### What is expected
Repeat every line below exactly, word for word.

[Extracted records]
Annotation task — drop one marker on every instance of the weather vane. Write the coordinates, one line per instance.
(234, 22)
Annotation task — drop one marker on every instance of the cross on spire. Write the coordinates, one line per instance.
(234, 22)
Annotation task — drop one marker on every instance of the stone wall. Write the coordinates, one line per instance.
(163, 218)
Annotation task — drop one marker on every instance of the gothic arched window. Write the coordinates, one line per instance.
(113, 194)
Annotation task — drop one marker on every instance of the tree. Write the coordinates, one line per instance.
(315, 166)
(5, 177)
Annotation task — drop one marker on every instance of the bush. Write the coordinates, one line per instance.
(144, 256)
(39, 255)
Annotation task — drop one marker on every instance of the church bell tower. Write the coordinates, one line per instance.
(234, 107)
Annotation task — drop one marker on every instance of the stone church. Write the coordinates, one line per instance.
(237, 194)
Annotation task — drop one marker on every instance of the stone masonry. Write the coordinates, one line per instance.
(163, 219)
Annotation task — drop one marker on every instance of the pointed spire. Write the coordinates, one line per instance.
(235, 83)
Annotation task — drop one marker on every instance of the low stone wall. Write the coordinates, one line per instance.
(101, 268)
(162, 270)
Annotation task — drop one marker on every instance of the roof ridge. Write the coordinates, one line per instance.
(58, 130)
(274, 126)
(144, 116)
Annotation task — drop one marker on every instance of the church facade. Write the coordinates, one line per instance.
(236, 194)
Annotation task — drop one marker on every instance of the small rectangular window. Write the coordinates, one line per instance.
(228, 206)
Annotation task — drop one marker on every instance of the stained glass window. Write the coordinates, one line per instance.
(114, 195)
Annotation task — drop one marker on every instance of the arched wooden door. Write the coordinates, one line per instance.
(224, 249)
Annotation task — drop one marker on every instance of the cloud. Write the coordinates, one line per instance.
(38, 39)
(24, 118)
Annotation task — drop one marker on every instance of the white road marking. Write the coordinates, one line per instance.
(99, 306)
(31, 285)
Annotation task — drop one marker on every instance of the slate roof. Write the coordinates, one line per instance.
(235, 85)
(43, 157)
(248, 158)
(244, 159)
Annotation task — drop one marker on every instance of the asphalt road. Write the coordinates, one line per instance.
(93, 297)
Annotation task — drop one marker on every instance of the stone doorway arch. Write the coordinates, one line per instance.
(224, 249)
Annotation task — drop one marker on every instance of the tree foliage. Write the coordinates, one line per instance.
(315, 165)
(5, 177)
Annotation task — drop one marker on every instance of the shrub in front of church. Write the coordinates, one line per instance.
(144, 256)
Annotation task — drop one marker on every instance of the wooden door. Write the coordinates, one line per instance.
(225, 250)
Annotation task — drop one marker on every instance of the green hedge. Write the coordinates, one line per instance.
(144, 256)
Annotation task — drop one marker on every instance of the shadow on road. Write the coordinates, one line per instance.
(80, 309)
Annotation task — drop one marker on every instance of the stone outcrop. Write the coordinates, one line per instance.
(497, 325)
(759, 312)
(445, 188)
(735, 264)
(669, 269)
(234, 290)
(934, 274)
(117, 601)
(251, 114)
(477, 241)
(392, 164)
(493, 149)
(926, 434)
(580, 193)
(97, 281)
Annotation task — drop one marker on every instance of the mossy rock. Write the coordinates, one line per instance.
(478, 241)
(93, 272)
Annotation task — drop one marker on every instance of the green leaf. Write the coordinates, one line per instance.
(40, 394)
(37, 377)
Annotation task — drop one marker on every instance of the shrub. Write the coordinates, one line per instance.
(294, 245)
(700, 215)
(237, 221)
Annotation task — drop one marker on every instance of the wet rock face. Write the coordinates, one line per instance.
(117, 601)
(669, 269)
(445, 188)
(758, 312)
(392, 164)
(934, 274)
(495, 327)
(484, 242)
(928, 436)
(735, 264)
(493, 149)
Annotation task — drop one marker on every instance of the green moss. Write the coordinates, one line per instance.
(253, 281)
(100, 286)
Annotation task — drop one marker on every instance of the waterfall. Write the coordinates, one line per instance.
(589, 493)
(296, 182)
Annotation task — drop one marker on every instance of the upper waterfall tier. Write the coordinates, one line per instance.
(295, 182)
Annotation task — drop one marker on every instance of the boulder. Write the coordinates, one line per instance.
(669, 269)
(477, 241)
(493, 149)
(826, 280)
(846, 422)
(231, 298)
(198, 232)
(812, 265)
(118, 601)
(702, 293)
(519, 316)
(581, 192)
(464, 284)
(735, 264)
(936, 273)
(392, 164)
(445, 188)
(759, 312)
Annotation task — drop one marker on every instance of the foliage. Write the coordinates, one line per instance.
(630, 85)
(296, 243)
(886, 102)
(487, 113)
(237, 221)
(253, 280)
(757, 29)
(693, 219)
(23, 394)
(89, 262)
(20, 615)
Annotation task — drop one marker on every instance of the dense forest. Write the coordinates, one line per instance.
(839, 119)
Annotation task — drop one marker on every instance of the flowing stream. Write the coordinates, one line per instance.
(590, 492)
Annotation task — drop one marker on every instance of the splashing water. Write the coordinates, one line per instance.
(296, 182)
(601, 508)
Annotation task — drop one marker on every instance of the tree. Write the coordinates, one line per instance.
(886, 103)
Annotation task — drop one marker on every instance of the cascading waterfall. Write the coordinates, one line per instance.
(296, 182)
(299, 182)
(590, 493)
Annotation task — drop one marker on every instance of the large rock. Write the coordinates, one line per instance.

### Reply
Annotation task — drop one marker on every instance of the weather vane. Write the coordinates, one line per instance.
(234, 22)
Annotation task — drop one marker on every instance of the cross on spire. Write the coordinates, one line per instance.
(234, 22)
Annotation task — drop one marker on every instance of the stone wall. Write the coordinates, one line per instance.
(163, 218)
Annotation task — drop one marker on every instance of the gothic arched window. Write the coordinates, one line per instance.
(113, 194)
Annotation task — drop one marker on every instance of the tree. Write the coordinates, one line per instance.
(315, 166)
(5, 177)
Annotation task — drop one marker on every instance of the bush. Write the coordinates, one line per instance.
(144, 256)
(39, 255)
Annotation task — drop one marker on every instance of the church bell tower. Write the coordinates, one line per instance.
(234, 107)
Annotation task — drop one marker on every instance of the stone church. Write the coordinates, one line per instance.
(237, 194)
Annotation task — drop one marker on every instance of the stone masonry. Write the coordinates, one line per instance.
(163, 219)
Annotation task — drop one marker on every instance of the pointed spire. Write the coordinates, one line per instance.
(235, 83)
Annotation task — drop one marker on every instance of the low stone wall. Write the coordinates, one line per instance.
(101, 268)
(162, 270)
Annotation task — drop one marker on every instance of the roof ridge. Write the coordinates, one line per instance.
(58, 130)
(274, 126)
(144, 116)
Annotation task — drop one marker on every instance of the church facade. Write the coordinates, one line per instance.
(236, 194)
Annotation task — drop one marker on every instance of the small rectangular window. Write the coordinates, one line per instance.
(228, 206)
Annotation task — drop one marker on every instance of the stained glass window. Write the coordinates, one line per instance.
(114, 195)
Annotation task — drop one marker on every instance of the arched wooden door. Write the coordinates, one line per instance.
(224, 249)
Annotation task — drop one marker on every instance of the cloud. Write the coordinates, one line per instance.
(38, 39)
(24, 118)
Annotation task — drop one marker on every instance of the white road marking. Write the coordinates, one line per instance.
(99, 306)
(31, 285)
Annotation task — drop one marker on every instance of the slate roof. Write the coordinates, one line per instance.
(235, 85)
(43, 157)
(248, 158)
(244, 159)
Annotation task — drop one marker on every instance of the asphalt road. Write the coordinates, one line per instance.
(93, 297)
Annotation task — drop one marker on every instance of the stone doorway arch. Write the coordinates, one line per instance.
(224, 249)
Annotation task — drop one marker on every instance of the tree foliage. Write the coordinates, one line per instance.
(315, 165)
(5, 177)
Annotation task — drop one marker on every instance of the shrub in front of church. Write the coordinates, one line per instance.
(144, 256)
Annotation task — drop one marker on every instance of the wooden door. Write the coordinates, one line per instance.
(225, 250)
Annotation task — drop one marker on every instance of the green hedge. Write the coordinates, one line per instance.
(144, 256)
Annotation task — drop one marker on every instance of the shadow on road. Write the coordinates, one line per instance.
(80, 309)
Annotation task — drop one marker on every instance of the stone outcrop. Write the coordinates, one line per instance.
(497, 325)
(759, 312)
(445, 188)
(735, 264)
(669, 269)
(234, 290)
(934, 274)
(117, 601)
(251, 114)
(477, 241)
(392, 164)
(493, 149)
(926, 434)
(580, 193)
(97, 281)
Annotation task — drop one marker on every instance of the mossy rock. Write the coordinates, one line per instance.
(478, 241)
(93, 272)
Annotation task — drop one marker on every instance of the green leaf. Write the coordinates, one line per instance.
(40, 394)
(37, 377)
Annotation task — drop one marker on every instance of the shrub. Write the coordinates, one line per instance.
(294, 245)
(700, 215)
(237, 221)
Annotation task — drop one marker on every instance of the wet rock face. Write the coordinates, one line per instance.
(117, 601)
(669, 269)
(445, 188)
(758, 312)
(392, 164)
(934, 274)
(495, 327)
(484, 242)
(928, 436)
(735, 264)
(493, 149)
Annotation task — drop one marker on every instance of the green moss. Write the coordinates, one line per instance.
(253, 281)
(100, 286)
Annotation task — drop one marker on every instance of the waterfall. Write the coordinates, one line per instance.
(589, 493)
(296, 182)
Annotation task — drop one marker on every instance of the upper waterfall tier. Write the coordinates, one line per instance.
(295, 182)
Annotation task — drop one marker on every instance of the boulder. Write the coordinates, one line per instance.
(669, 269)
(477, 241)
(493, 149)
(826, 280)
(846, 422)
(231, 298)
(198, 232)
(812, 265)
(118, 601)
(702, 293)
(519, 316)
(581, 192)
(464, 284)
(735, 264)
(936, 273)
(392, 164)
(445, 188)
(759, 312)
Annotation task — drop one marker on every instance of the foliage. Write the coordinates, one line per instance.
(630, 85)
(296, 243)
(886, 102)
(487, 113)
(237, 221)
(253, 280)
(757, 29)
(693, 219)
(23, 394)
(89, 262)
(20, 615)
Annotation task — drop one marker on every instance of the dense forest. Write the coordinates, one line per instance.
(839, 119)
Annotation task — drop one marker on every instance of the flowing stream. Write the coordinates, one line per instance.
(590, 492)
Annotation task — drop one marker on every instance of the splashing water. Write the coordinates, one line per instance.
(296, 182)
(601, 508)
Annotation task — drop one marker on every instance of the tree. Write the coordinates, one line per instance.
(886, 103)
Annotation task — drop one marker on every instance of the cascading waterfall. Write the coordinates, one line per instance.
(296, 182)
(299, 182)
(590, 493)
Annotation task — drop one marker on every instance of the large rock. Write the coordinates, one line per instance.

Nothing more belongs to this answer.